● **TASK REQUIREMENTS**: Without the pictures, write the listing out again exactly as it appears.

● **INFORMATION PROVIDED**:
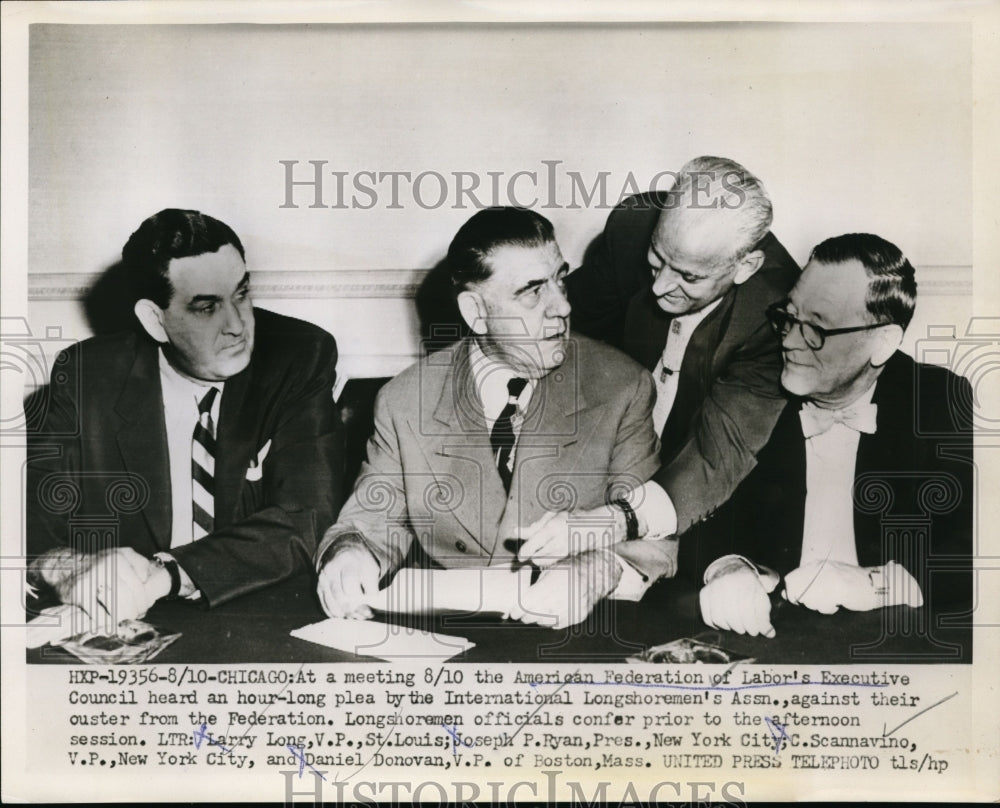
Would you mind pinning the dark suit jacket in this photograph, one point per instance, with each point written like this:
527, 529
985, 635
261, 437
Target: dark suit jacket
913, 486
430, 478
100, 452
728, 394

● **SOLUTION FOR THIS TASK**:
Would you mind pinning the dark suit jacket in this photograph, one point per instance, with each point written like this:
527, 529
985, 635
261, 437
Target: dark suit jacket
913, 486
430, 478
100, 452
728, 394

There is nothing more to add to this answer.